Source records:
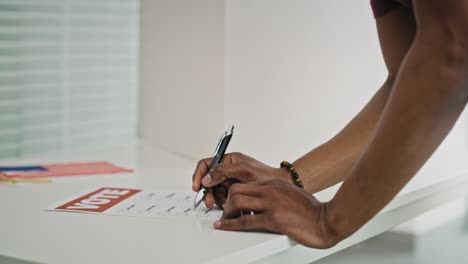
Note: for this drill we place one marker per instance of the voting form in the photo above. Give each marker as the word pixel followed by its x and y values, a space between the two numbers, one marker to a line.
pixel 137 202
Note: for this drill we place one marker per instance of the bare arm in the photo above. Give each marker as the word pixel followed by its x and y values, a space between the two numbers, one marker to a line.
pixel 329 163
pixel 429 94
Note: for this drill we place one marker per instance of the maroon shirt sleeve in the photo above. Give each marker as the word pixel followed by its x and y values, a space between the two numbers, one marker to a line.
pixel 382 7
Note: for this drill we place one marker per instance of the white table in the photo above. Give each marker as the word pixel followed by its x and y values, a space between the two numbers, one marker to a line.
pixel 29 233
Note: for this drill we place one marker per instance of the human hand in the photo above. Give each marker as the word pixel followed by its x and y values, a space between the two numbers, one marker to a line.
pixel 278 207
pixel 233 168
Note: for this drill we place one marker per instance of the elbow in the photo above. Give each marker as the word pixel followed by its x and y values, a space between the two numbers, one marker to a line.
pixel 447 52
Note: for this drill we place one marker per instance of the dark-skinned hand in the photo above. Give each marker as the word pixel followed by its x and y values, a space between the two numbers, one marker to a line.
pixel 279 207
pixel 233 168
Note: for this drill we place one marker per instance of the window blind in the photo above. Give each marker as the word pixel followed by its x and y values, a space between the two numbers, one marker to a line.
pixel 68 74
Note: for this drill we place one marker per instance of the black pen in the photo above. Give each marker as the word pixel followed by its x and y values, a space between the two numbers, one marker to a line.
pixel 218 155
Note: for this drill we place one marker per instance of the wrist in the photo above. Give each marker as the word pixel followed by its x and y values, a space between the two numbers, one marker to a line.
pixel 331 225
pixel 285 175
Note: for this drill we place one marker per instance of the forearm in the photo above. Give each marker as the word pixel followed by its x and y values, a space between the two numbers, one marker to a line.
pixel 427 99
pixel 329 163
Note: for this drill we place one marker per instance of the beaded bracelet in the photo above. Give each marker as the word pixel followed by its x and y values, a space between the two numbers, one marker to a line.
pixel 295 176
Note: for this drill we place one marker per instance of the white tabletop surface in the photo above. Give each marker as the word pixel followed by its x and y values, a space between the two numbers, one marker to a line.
pixel 30 233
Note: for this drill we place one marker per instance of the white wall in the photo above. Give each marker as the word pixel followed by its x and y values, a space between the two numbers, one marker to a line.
pixel 181 74
pixel 295 72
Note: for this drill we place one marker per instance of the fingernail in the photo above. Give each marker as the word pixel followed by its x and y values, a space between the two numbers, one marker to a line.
pixel 217 224
pixel 207 180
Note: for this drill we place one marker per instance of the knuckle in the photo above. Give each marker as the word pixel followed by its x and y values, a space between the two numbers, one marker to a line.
pixel 243 221
pixel 236 200
pixel 235 189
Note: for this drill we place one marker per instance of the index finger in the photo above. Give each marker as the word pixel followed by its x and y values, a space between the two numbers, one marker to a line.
pixel 200 171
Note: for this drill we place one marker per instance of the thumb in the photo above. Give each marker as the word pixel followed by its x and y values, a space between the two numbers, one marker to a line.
pixel 241 171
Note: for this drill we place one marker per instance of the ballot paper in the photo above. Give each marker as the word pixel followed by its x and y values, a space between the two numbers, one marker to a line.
pixel 137 203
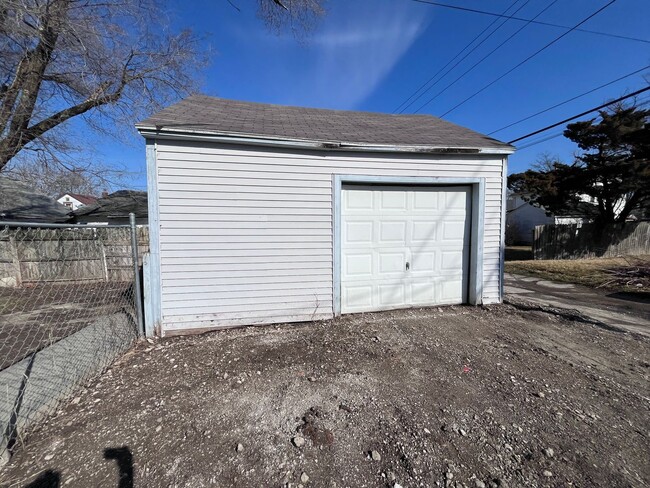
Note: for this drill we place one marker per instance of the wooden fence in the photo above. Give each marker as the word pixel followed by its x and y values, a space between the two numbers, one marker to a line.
pixel 45 255
pixel 573 241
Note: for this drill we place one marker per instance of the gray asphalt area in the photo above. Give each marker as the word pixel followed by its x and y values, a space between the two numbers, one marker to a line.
pixel 617 310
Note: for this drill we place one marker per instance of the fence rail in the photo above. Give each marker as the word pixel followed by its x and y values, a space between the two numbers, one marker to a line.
pixel 574 241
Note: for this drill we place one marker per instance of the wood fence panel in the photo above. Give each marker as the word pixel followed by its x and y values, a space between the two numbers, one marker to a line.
pixel 574 241
pixel 29 255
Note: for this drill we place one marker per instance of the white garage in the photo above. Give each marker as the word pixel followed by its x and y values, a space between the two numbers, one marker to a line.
pixel 264 214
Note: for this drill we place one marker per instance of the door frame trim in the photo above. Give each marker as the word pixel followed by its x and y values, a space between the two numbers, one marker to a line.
pixel 477 184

Request:
Rewrite the lines starting with the line containing "of the beaded" and going on through the line containing "pixel 295 72", swapping "tabletop" for "countertop" and leaving everything else unchanged.

Written answer:
Note: for this drill we place one marker per instance of the beaded bracelet in the photo above. Give each marker as the word pixel followed by its x and y values, a space between the two numbers, one marker to a line.
pixel 295 176
Note: for this drill we place one marker per instance of the white countertop surface in the photo above. Give each marker as the word pixel followed by its x and y values, a space between the two numbers, one marker to a line.
pixel 30 233
Note: for this drill we place one marker per instance of the white wall in the photo above. Give each marker as the word pixel followed by its x and y values, a space between the two numbers, one marker to a line.
pixel 181 74
pixel 295 72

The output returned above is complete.